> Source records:

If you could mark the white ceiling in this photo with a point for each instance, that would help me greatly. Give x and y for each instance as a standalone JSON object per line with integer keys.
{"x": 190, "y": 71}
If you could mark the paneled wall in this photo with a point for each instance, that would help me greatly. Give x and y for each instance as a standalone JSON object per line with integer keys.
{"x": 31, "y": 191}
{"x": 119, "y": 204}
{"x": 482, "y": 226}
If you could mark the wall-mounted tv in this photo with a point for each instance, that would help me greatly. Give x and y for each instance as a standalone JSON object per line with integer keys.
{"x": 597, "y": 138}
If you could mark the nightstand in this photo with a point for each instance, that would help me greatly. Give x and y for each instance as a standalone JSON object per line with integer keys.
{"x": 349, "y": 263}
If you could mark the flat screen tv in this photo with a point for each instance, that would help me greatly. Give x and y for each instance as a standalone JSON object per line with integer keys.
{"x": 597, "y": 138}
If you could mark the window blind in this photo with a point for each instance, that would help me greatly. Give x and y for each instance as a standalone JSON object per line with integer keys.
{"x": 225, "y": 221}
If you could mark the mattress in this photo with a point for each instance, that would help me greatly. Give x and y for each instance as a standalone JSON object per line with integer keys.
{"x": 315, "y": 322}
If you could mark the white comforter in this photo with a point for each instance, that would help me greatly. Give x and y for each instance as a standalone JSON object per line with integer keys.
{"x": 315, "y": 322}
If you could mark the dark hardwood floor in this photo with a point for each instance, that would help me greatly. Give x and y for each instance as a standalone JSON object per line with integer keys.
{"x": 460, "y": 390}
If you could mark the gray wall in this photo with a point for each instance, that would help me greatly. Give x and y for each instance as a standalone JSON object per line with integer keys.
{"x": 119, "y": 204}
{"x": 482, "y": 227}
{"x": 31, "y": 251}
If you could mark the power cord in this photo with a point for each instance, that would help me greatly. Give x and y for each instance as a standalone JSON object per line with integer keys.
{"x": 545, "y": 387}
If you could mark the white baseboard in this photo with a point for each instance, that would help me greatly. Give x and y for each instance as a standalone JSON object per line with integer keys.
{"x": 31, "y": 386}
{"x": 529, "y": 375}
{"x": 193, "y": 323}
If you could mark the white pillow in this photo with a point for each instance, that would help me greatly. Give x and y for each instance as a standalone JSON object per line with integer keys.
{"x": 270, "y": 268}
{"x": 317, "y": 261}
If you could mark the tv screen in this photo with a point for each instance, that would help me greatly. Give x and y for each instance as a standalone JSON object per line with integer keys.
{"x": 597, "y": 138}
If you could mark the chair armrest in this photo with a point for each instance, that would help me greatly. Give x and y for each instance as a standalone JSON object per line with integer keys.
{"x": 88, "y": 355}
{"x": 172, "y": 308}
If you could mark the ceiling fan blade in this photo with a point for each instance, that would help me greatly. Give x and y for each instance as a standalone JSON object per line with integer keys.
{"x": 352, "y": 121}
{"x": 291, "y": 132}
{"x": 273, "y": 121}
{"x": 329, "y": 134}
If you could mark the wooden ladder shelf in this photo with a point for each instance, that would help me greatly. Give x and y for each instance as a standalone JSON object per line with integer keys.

> DESCRIPTION OF THE TASK: Would you write out all the records exactly as they read?

> TASK OUTPUT:
If you could mark the white ceiling in this photo with a point for each instance, that would help me greatly. Give x and y for each instance as a standalone JSON object per line with integer keys.
{"x": 190, "y": 71}
If you could mark the paneled wall in this photo with a point for each instance, that would help me greatly. Give x and y for each instance as a standalone JSON object per line with integer keys.
{"x": 31, "y": 191}
{"x": 119, "y": 204}
{"x": 482, "y": 226}
If you could mark the wall-mounted tv in this photo with a point for each instance, that would help me greatly. Give x and y for each instance as a standalone JSON object per line with integer keys.
{"x": 597, "y": 138}
If you could mark the nightstand in this photo with a point for each instance, that would help me greatly. Give x and y for each instance as a standalone JSON object per line with integer keys.
{"x": 349, "y": 263}
If you could mark the flat screen tv in this photo with a point for each instance, that would help me greatly. Give x and y for each instance as a standalone JSON object per line with integer keys.
{"x": 597, "y": 138}
If you could mark the window blind in this photo with a point for each instance, that would help me greatly. Give x and y for each instance as a standalone JSON object per line with integer keys.
{"x": 225, "y": 221}
If you could mark the mattress in this photo with a point for each instance, that would help me greatly. Give x and y for each instance as a standalone JSON object per line with integer keys.
{"x": 315, "y": 322}
If you could mark the white comforter in this photo with a point for each instance, that would help me greatly. Give x and y for each instance as a standalone JSON object per line with integer keys.
{"x": 315, "y": 322}
If you could mark the dark hardwood floor in this photo with a point for each instance, that would help me greatly. Give x and y for each instance as a standalone JSON object per line with integer keys.
{"x": 460, "y": 390}
If you could mark the gray wall in this photo with a point for each instance, that would help me greatly. Give x and y for each instance as a standalone JSON object per line with integer keys.
{"x": 119, "y": 204}
{"x": 482, "y": 227}
{"x": 31, "y": 251}
If you could mark the power cord in this photo with a point for each instance, that would help me greatly. Give x and y for each instance as a standalone JSON object per line with integer keys.
{"x": 545, "y": 387}
If you could mark the white baseboard in this photo with a point for each instance, that would help me greatly. Give x and y for each instance as a standalone JSON object per line with integer keys.
{"x": 31, "y": 386}
{"x": 529, "y": 375}
{"x": 193, "y": 323}
If you could mark the white pillow in this photo with a point for each instance, that would help me greatly. Give x and y for each instance as a standalone JSON object per line with integer keys.
{"x": 270, "y": 268}
{"x": 317, "y": 261}
If you could mark the tv screen in this photo with a point for each instance, that would help me greatly. Give x and y for each instance as a standalone JSON object per line with integer keys.
{"x": 597, "y": 138}
If you could mark the chair armrest in this photo with a point for each instance, that would help me greatly. Give x and y for each instance as a standalone JSON object per line with integer keys.
{"x": 88, "y": 355}
{"x": 172, "y": 308}
If you could mark the ceiling fan blade in this photo with a point for each instance, that would help me greatly. Give x and y for each instance as a standalone JSON object per line with integer keys.
{"x": 352, "y": 121}
{"x": 291, "y": 132}
{"x": 273, "y": 121}
{"x": 329, "y": 134}
If you could mark the wooden ladder shelf in this photo with a point for each instance, that would help me greatly. Give x and y for each instance as a standalone JSON object per line with integer keys.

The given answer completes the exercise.